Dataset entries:
▼

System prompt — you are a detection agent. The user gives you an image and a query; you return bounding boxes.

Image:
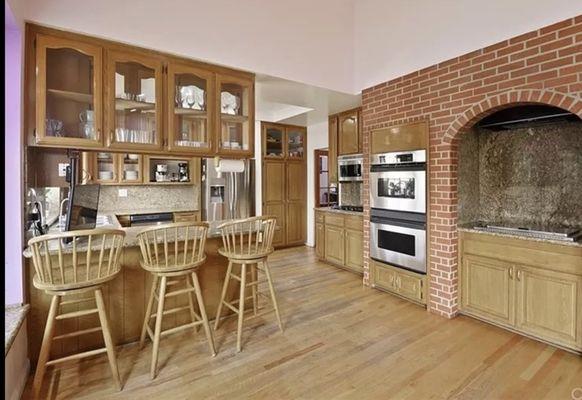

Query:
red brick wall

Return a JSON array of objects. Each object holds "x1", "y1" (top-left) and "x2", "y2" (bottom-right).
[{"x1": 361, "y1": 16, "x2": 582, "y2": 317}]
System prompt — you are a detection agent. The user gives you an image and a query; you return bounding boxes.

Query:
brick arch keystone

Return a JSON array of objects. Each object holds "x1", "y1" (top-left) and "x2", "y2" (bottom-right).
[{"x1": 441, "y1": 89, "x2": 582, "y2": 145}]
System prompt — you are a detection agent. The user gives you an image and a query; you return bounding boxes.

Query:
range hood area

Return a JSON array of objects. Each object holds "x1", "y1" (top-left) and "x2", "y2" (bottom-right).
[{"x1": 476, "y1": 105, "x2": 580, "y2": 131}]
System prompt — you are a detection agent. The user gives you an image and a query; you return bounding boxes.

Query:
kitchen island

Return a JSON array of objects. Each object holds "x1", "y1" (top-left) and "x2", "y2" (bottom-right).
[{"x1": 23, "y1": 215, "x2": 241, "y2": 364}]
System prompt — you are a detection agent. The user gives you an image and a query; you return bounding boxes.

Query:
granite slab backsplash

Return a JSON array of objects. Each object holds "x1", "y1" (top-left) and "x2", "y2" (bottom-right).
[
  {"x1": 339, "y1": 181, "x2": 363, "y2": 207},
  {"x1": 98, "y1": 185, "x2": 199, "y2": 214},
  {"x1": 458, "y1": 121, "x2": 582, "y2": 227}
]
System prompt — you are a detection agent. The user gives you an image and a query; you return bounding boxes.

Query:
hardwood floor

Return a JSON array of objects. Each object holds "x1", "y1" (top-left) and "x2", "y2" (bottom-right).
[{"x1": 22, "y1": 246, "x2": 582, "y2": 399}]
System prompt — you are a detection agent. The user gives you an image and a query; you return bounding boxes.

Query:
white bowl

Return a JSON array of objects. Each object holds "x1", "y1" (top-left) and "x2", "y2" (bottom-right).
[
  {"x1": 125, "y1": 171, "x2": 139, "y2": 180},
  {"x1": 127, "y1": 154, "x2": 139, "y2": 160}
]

▲
▼

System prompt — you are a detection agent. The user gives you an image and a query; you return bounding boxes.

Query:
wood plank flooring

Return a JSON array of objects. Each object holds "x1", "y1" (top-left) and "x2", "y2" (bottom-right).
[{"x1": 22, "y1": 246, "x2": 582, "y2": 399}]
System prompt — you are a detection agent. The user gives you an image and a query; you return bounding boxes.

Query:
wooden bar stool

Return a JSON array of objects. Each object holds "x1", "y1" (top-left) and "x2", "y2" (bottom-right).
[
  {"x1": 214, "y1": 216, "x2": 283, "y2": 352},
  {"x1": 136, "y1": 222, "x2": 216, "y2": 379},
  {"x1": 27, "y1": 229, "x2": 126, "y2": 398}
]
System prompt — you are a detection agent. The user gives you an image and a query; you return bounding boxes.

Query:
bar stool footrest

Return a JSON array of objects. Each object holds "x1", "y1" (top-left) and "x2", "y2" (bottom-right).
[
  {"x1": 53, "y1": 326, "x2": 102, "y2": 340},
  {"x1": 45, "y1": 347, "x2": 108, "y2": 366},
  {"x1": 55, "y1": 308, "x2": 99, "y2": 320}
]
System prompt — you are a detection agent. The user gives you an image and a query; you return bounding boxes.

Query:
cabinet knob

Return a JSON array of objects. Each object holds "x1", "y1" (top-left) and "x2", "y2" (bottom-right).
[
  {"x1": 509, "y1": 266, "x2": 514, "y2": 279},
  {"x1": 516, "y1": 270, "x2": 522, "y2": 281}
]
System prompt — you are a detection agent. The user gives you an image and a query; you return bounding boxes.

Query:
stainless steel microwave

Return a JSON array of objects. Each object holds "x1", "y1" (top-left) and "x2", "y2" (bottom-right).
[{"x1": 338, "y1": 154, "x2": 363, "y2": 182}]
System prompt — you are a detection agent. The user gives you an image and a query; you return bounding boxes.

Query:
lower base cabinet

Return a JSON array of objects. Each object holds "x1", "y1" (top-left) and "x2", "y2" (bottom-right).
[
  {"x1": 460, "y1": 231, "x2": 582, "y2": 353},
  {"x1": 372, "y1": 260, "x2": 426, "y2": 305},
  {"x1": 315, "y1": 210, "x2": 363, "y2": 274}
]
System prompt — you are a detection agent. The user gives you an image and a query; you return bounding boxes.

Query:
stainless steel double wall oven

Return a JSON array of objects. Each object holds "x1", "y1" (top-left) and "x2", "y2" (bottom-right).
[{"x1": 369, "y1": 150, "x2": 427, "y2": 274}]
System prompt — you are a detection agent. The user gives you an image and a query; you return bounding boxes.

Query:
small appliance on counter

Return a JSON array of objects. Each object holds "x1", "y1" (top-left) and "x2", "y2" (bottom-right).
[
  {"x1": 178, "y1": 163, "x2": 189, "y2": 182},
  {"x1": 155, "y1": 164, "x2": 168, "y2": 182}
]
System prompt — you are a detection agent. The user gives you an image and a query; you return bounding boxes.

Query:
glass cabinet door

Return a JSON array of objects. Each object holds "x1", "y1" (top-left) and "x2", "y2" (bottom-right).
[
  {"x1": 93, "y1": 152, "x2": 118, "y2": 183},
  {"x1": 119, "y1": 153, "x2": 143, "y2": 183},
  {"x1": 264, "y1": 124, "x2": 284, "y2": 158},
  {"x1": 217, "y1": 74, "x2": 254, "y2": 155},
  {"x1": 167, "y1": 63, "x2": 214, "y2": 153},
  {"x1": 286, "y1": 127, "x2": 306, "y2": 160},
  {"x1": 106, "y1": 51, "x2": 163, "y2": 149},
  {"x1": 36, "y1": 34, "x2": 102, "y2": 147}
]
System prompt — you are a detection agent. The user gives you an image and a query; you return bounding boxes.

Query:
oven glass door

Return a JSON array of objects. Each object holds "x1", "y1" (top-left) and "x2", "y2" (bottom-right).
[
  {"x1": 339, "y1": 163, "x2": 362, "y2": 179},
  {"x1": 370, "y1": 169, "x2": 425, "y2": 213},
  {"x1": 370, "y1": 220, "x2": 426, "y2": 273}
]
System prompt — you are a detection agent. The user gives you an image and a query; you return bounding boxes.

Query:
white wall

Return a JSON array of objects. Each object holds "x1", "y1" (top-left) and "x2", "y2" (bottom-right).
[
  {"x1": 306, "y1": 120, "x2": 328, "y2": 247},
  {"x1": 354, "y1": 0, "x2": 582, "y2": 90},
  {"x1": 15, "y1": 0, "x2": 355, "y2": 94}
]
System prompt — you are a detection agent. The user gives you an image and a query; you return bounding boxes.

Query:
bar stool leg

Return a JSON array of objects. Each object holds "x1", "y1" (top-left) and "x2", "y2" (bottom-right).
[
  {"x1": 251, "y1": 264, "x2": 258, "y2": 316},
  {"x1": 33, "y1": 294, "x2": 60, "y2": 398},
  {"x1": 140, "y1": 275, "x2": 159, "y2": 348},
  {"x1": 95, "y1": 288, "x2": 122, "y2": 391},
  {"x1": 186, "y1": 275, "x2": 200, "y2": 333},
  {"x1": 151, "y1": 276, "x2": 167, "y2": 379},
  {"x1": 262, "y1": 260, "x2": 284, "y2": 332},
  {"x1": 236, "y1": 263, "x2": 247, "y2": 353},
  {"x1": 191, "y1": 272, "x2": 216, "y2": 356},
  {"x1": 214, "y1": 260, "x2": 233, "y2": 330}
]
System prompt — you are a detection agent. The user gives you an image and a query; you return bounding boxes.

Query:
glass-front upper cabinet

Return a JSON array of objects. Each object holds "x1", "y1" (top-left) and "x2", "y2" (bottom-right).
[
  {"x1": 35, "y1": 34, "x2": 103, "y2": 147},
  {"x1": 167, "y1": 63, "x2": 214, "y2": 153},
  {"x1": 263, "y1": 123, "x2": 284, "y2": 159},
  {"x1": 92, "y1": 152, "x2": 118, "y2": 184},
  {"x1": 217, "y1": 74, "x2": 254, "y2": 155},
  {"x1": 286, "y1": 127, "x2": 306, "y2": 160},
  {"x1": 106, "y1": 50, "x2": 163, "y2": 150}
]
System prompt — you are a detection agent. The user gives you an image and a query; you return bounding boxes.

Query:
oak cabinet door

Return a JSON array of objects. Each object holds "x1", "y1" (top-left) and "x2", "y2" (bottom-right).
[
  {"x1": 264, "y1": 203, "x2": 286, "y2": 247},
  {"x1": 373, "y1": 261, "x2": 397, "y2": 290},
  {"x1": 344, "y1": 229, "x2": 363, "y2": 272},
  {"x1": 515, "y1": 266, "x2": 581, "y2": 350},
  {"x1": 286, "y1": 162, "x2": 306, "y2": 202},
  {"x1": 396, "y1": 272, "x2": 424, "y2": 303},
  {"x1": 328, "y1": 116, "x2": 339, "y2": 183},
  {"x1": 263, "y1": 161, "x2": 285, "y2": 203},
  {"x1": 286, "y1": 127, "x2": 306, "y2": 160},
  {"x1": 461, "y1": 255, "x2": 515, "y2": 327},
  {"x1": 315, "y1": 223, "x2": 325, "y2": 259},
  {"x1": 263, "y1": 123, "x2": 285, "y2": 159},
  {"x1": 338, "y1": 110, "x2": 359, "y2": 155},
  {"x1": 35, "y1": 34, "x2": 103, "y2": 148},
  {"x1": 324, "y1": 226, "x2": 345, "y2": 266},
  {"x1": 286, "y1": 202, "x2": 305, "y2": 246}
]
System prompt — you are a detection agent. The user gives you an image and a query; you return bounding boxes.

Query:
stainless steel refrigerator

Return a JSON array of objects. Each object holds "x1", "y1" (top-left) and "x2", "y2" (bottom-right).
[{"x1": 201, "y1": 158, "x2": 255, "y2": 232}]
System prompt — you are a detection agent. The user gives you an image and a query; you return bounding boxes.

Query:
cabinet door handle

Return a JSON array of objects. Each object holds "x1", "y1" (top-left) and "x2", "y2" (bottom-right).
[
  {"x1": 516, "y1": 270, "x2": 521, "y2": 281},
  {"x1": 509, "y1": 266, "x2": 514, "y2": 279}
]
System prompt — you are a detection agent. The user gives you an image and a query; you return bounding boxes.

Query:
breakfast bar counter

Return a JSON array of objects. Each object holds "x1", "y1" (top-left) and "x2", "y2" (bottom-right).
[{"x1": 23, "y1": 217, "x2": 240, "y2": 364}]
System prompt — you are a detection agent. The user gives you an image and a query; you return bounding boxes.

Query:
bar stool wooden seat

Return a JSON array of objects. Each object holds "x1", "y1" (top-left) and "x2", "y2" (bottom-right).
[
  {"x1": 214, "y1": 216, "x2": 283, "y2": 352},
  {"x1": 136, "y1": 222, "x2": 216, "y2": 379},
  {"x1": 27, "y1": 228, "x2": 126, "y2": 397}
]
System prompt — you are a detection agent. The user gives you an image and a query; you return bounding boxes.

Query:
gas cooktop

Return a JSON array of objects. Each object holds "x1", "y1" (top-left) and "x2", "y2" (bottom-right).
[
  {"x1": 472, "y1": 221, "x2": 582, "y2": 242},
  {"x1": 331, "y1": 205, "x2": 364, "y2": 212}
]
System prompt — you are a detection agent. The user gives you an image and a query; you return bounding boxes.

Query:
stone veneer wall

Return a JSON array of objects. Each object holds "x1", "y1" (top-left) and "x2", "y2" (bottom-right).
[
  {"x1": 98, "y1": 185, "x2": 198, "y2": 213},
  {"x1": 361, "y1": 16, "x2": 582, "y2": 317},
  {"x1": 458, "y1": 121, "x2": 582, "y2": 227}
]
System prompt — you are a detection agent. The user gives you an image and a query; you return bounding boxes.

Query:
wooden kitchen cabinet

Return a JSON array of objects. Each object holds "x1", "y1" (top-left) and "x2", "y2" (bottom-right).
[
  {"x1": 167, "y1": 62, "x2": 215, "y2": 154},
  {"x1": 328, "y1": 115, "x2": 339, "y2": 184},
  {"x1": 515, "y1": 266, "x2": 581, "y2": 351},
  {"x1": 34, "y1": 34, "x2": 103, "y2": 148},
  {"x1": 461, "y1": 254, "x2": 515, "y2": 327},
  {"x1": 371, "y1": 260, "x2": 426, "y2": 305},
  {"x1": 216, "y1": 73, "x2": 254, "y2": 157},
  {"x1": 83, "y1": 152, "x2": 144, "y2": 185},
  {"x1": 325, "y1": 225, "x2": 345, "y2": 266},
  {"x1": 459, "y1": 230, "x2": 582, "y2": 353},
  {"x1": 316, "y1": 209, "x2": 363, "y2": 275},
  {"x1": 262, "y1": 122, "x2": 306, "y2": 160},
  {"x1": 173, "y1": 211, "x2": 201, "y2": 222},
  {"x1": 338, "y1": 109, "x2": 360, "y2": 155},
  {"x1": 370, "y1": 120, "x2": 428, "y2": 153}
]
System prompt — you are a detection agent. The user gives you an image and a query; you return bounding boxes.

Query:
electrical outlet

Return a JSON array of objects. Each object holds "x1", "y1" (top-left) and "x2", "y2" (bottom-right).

▲

Task instructions:
Find the lines above holding the word "counter" and show them.

Written solution:
small appliance on counter
breakfast bar counter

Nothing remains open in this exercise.